- Aim of the task -
Reproduce the listing word for word. Skip any image.

- - -

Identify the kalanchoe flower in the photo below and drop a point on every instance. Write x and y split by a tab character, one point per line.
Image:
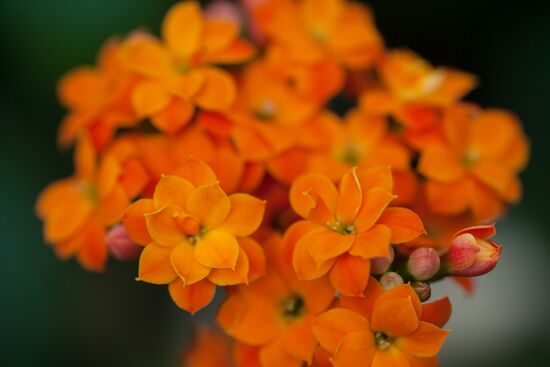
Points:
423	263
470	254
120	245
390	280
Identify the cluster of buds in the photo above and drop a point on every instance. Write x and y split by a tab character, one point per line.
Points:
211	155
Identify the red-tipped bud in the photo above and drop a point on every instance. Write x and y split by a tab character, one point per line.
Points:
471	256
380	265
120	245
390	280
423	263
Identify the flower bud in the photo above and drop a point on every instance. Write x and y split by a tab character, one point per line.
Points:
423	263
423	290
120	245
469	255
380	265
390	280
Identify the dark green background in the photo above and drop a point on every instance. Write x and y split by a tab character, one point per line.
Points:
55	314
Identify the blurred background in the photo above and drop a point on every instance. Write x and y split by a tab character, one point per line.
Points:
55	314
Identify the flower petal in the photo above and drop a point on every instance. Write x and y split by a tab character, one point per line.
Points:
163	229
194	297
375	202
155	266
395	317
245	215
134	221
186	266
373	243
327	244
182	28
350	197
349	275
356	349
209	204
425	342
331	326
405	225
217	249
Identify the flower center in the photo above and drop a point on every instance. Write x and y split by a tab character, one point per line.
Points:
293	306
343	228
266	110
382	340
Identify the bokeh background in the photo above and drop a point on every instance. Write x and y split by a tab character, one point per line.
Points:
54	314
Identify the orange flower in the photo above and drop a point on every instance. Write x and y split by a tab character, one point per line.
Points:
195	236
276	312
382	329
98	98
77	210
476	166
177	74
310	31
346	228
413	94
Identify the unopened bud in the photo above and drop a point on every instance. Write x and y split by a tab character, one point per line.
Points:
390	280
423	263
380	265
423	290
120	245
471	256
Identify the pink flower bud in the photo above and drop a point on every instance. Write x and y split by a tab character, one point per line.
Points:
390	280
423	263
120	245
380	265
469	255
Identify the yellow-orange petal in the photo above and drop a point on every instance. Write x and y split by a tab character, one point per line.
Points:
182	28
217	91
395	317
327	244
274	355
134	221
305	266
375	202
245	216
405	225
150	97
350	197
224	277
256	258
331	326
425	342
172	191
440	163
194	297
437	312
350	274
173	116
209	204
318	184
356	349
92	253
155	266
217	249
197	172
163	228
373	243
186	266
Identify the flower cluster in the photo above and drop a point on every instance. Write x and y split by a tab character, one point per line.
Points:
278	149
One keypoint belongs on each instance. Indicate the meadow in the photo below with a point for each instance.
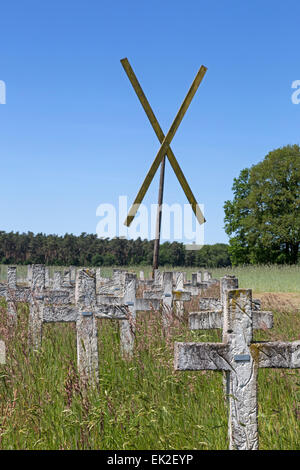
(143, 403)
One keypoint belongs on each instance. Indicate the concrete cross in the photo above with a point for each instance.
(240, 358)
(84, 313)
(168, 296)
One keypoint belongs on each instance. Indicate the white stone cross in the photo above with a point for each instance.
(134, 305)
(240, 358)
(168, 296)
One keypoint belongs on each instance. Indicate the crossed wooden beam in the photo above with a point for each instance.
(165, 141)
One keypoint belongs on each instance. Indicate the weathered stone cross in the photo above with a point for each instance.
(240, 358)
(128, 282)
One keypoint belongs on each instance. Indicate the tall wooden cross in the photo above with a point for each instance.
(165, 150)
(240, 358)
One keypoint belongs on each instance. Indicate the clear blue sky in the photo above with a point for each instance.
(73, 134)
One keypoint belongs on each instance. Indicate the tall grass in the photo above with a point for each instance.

- - -

- Written answer -
Identify the kalanchoe flower in the photo below and drop a point on every instance. Write x and y split by a tab character, one point per line.
Image:
Points:
423	263
470	254
120	245
390	280
Identify the cluster of buds in the photo above and drop a point on every instance. Write x and y split by a tab character, one point per line.
Points:
211	155
Identify the red-tipped bud in the photo above and drop a point on every instance. Write x and y split by a tab character, one point per line.
Points:
471	256
380	265
120	245
390	280
423	263
Identify the flower bud in the photo above and drop a point on every instance. Write x and y split by a tab character, one point per line.
Points:
423	263
423	290
120	245
469	255
380	265
390	280
Identify the dark green background in the photo above and drop a point on every instance. Write x and y split by a tab character, one point per line.
Points:
55	314
Identify the blurred background in the photo above and drop a point on every instance. Write x and y split by a tab character, one point per line.
Points:
55	314
Identify the flower petal in the photo above and drop a point on every instance. Write x and y split by a tab character, one point per line.
Points:
163	229
194	297
375	202
155	266
395	317
245	215
134	221
186	266
373	243
327	244
182	28
350	197
349	275
356	349
209	204
425	342
331	326
405	225
217	249
Identify the flower center in the photo above and drop a point on every instance. Write x and y split by a tab character, one point per line.
Points:
293	306
343	228
266	110
382	340
Identify the bokeh background in the photo above and drop a point on every instance. Write x and y split by a tab character, one point per line.
Points:
54	314
Identify the orange flower in the photo above and drop a point on every instance. Write x and y split by a tab character, one point per line.
Points:
195	236
276	312
382	329
98	98
77	210
476	166
177	74
310	31
346	228
413	94
Identify the unopened bud in the photo above and drop a point on every instance. Write x and y split by a tab character, one point per line.
Points:
390	280
423	263
380	265
423	290
120	245
471	256
Identify the pink flower bud in the photo above and drop a point on every instance. Write x and y split by a tab character, one point per line.
Points:
390	280
423	263
120	245
380	265
469	255
Identify the yellow-orange petal in the photo above and drop a point on every instance. Write x and y split by a tab character, one point per line.
Points:
182	28
217	91
395	317
327	244
274	355
134	221
305	266
375	202
245	216
405	225
150	97
350	197
224	277
256	258
331	326
425	342
172	191
440	163
194	297
437	312
350	274
173	116
209	204
318	184
356	349
92	253
155	266
217	249
197	172
163	228
373	243
186	266
Identify the flower cluster in the photo above and drop a point on every instance. Write x and y split by a tab character, one point per line.
Points:
278	149
One keypoint belongs on each instance. Indicate the meadow in the photo below with a point for each instance.
(143, 403)
One keypoint belongs on each instance. Indicate the concrete cross in the photo above with a point for each instance.
(240, 358)
(84, 313)
(168, 296)
One keypoint belongs on each instance. Indicate the white stone cross in the photo above with a point for each instance.
(134, 305)
(240, 358)
(168, 296)
One keypoint belongs on each instance. Indicate the crossed wooden beam in the photo above with a point for each instance.
(165, 141)
One keypoint belongs on each instance. Indicate the weathered stone cross in the photo above with a point for each instance.
(240, 358)
(128, 282)
One keypoint belongs on each instance. Indicate the tall wooden cross in the photo above with a point for each instance.
(165, 150)
(240, 358)
One keypoint belongs on each instance. Indicate the clear blue sky in the photo above with a point for each instance.
(73, 134)
One keypoint belongs on each instance. Indicate the tall grass in the photo above with a point for each instance.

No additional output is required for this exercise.